Point-per-instance localization data:
- - -

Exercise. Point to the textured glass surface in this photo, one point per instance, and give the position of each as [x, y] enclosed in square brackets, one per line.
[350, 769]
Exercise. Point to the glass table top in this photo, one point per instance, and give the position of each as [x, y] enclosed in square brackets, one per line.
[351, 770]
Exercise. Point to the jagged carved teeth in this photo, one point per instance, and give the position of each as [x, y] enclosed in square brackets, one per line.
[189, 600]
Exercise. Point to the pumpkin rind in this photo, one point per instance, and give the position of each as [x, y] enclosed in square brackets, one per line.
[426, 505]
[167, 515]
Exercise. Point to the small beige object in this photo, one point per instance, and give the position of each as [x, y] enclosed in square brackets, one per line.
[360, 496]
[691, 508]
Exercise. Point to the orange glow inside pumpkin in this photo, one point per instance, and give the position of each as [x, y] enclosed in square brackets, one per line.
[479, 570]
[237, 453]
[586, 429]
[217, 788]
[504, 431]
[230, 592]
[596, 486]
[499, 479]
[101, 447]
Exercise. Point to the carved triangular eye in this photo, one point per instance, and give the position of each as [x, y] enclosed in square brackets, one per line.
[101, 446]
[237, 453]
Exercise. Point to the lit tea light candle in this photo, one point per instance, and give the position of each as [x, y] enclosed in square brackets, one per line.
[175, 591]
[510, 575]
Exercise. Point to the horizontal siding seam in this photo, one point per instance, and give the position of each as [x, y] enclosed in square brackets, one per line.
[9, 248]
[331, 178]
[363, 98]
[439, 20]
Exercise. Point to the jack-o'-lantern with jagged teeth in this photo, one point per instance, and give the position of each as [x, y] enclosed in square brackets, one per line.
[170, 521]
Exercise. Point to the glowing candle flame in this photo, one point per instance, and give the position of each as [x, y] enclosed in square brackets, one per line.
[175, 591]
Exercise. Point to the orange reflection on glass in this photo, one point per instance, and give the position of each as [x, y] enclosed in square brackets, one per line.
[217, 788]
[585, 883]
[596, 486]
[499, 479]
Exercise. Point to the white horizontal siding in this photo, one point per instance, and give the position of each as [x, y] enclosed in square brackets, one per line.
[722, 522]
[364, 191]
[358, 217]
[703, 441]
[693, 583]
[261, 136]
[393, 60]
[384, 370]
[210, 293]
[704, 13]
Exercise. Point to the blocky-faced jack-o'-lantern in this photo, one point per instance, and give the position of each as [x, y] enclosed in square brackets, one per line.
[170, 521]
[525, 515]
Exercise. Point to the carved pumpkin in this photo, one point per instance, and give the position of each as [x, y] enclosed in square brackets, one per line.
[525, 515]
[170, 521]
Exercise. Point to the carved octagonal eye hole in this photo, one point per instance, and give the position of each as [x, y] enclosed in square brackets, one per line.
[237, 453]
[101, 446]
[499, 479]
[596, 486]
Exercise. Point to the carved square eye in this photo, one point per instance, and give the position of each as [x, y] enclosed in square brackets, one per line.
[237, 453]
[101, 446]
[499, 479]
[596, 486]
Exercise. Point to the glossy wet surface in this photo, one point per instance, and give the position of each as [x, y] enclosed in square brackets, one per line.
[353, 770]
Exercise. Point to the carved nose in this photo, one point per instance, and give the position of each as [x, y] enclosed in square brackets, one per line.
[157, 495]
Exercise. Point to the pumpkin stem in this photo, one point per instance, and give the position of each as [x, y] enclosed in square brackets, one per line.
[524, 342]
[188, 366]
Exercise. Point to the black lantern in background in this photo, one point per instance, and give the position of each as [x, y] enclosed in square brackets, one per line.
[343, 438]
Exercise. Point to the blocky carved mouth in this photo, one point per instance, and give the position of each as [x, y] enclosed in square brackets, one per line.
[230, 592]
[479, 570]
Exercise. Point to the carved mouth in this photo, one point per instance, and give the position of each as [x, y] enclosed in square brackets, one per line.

- - -

_The task_.
Could you reproduce all of the entries exactly as they appear?

_The completed task_.
Exercise. Point to the textured glass surface in this photo, one point per instance, and give the position of each as [x, y] enclosed in square brackets, one per line.
[350, 769]
Exercise. Point to the glass table top in this photo, one point per instance, and give the position of each as [x, y] enclosed in square brackets, one per line.
[351, 770]
Exercise. Point to the jagged carved teeth in this photo, one point per instance, and give the position of each as [x, y] enclosed in square brackets, one per line.
[189, 600]
Exercise. Point to the pumpkin rind in this photo, one point per instance, and give the position of each as [x, y] enclosed in square brackets, one per line.
[426, 505]
[167, 515]
Exercise. Point to the small beige object in this photo, one point per instance, and give the position of each as [x, y] enclosed in square brackets, one per line.
[360, 496]
[691, 508]
Exercise. Point to the orange glow inside pumpkin in this photo, one point per instance, and give the position of each as [x, y] enclosed in square brackets, one per line.
[479, 570]
[237, 453]
[586, 429]
[217, 788]
[504, 431]
[230, 592]
[596, 486]
[499, 479]
[101, 447]
Exercise. Point to the carved triangular eye in this photo, one point per instance, and give the position of each as [x, y] enclosed in square brackets, one per line.
[101, 446]
[237, 453]
Exercise. Point to the lit tea light candle in this photo, one point per instance, and give the position of each as [x, y] enclosed in square brackets, one per line.
[175, 591]
[510, 575]
Exercise. Point to the horizontal siding seam in this photo, one point per instance, and give the position of each as [x, y] enclosed in square brackets, one per line.
[9, 248]
[331, 178]
[363, 98]
[439, 20]
Exercise. Point to the jack-o'-lantern with jagged teeth in this photo, one point per instance, and give the position of each as [x, y] enclosed in square brackets, one per line.
[170, 521]
Exercise. Point to the glowing candle flame in this photo, one point per instance, and give the position of each as [x, y] enclosed in square brackets, one per line.
[175, 591]
Exercise. Point to the orange reflection on glass in this photo, one point per instance, and give the position of each as [x, y] enclosed in square brackets, one per line.
[217, 788]
[585, 883]
[596, 486]
[499, 479]
Exercise. Point to the white horizontal siding in this photo, one point per instance, and give the position of each as [x, y] enclosed in square brackets, one per line.
[722, 522]
[364, 191]
[358, 217]
[703, 441]
[693, 583]
[261, 136]
[393, 60]
[384, 370]
[210, 293]
[704, 13]
Exercise. Point to the blocky-faced jack-o'-lantern in this photo, one point per instance, and give the position of each as [x, y] enclosed in square brackets, one per line.
[170, 521]
[525, 515]
Exercise. Point to the carved pumpkin in this photo, one point per instance, and give the position of each as [x, y] enclosed in square brackets, one per line.
[525, 515]
[170, 521]
Exercise. Point to the carved octagonal eye hole in this photo, one point per instance, and give the position of each as [x, y] enclosed in square brackets, one per line.
[237, 453]
[101, 446]
[499, 479]
[596, 486]
Exercise. Point to the carved square eye in this photo, one point per instance, and give the position of each as [x, y] enclosed in square brackets, one per line.
[237, 453]
[101, 446]
[499, 479]
[596, 486]
Exercise. Point to the glossy wet surface in this photo, one point per instance, and give the position of each as [x, y] enclosed in square brackets, one per line.
[353, 770]
Exercise. Point to the carved nose in this photo, one point per instance, and give the position of each as [x, y] enclosed in square brackets, one per line.
[157, 495]
Exercise. Point to the pumpkin stem in this photo, one point per instance, and give the position of each as [x, y] enclosed in square brackets, one per line.
[524, 342]
[188, 366]
Exercise. Point to the black lantern in background in this photo, one point per instance, and give the position of each as [x, y] enclosed in square brackets, one per line.
[343, 438]
Exercise. Point to the blocky carved mouth in this photo, one point per instance, and give the position of each as [x, y] enclosed in square brackets, one per line.
[230, 592]
[479, 570]
Exercise. Point to the carved mouth in this photo, one point per instance, and give the position of each as [x, y] enclosed in square brackets, one per line.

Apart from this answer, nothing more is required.